[Start Provided records]

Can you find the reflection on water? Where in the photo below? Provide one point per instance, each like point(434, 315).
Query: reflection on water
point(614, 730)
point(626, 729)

[End Provided records]
[Start Provided records]

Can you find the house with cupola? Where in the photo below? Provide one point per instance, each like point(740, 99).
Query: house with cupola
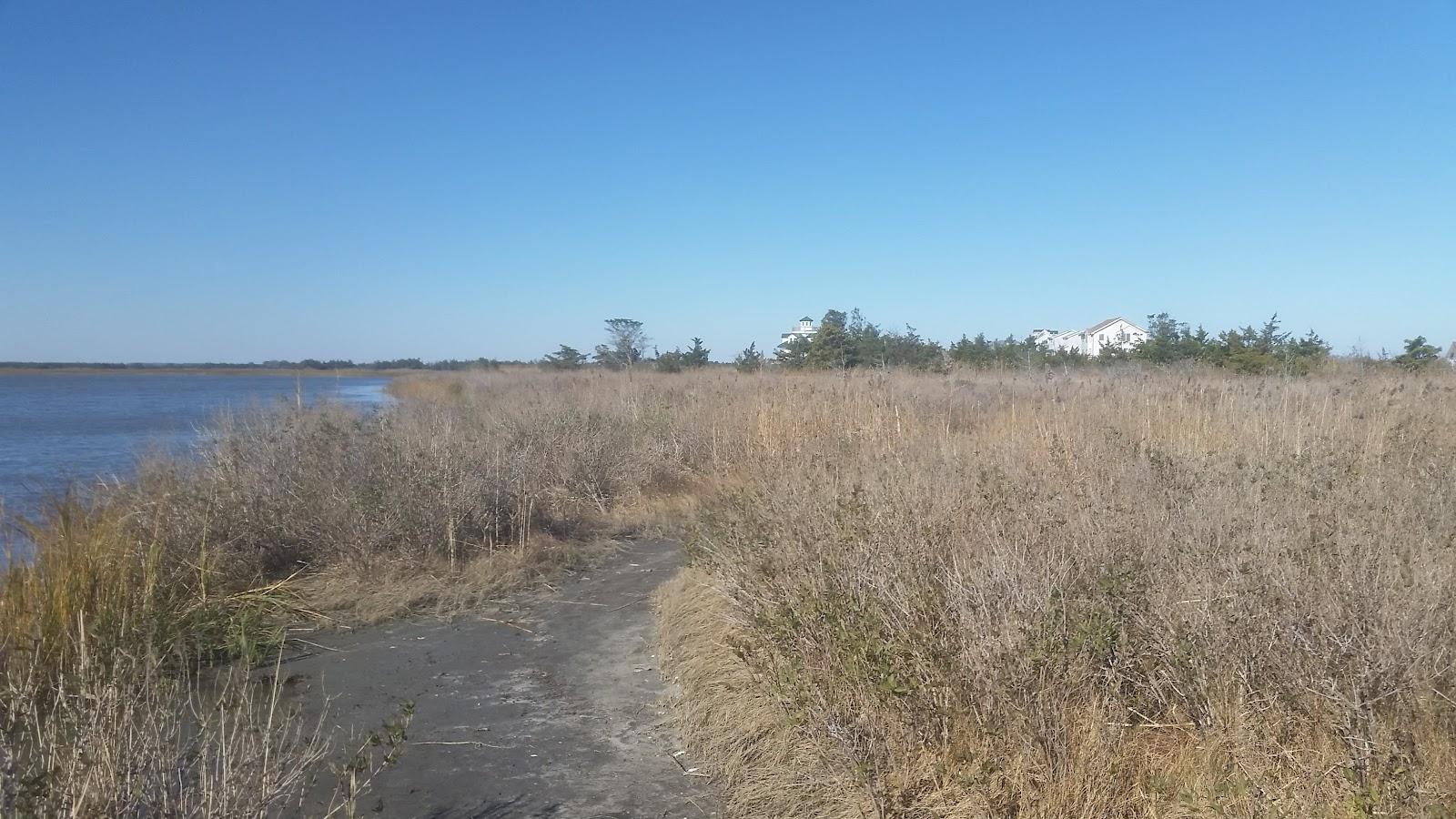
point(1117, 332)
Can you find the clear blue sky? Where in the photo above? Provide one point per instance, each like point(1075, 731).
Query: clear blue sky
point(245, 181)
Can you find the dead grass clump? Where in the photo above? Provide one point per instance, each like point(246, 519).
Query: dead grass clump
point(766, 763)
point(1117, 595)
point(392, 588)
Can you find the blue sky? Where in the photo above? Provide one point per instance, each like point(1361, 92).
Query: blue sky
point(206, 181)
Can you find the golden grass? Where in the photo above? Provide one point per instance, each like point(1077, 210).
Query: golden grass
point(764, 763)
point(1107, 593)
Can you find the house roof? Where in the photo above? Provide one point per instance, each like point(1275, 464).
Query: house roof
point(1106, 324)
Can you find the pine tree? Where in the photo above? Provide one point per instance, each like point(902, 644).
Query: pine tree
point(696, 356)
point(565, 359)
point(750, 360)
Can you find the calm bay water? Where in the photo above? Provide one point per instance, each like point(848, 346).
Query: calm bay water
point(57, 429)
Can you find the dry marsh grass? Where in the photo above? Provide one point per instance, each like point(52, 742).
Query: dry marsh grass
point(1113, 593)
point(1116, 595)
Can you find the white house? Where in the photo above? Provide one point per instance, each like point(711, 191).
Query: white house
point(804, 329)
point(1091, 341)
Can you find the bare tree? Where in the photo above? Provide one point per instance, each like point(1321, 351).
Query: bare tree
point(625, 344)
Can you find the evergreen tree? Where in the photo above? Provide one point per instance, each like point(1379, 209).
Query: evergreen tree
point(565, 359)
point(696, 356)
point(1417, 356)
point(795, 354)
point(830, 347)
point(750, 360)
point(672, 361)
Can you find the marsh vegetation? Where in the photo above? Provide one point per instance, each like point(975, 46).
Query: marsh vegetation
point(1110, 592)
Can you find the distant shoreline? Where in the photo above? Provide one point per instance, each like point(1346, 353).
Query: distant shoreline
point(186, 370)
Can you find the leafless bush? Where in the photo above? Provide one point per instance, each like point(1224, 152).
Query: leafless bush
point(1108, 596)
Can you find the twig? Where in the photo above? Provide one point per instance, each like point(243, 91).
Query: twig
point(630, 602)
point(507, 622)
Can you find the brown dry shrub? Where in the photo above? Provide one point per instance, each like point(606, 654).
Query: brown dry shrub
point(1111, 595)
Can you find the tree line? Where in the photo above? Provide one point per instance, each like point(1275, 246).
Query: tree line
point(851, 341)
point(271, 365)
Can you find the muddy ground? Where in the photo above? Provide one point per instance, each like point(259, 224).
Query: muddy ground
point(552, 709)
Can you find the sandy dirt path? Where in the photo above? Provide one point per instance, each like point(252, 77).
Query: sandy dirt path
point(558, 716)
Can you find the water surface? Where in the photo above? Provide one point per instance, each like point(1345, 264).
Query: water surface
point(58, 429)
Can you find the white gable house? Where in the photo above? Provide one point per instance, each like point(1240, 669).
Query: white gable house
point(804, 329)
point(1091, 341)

[End Provided records]

*Task requirements*.
Pick out and copy every line above that contains the string "calm". Case counts.

*Final result*.
Can you find the calm bay water? Where in the photo above? Provide one point per instance, each like point(848, 346).
Query: calm bay water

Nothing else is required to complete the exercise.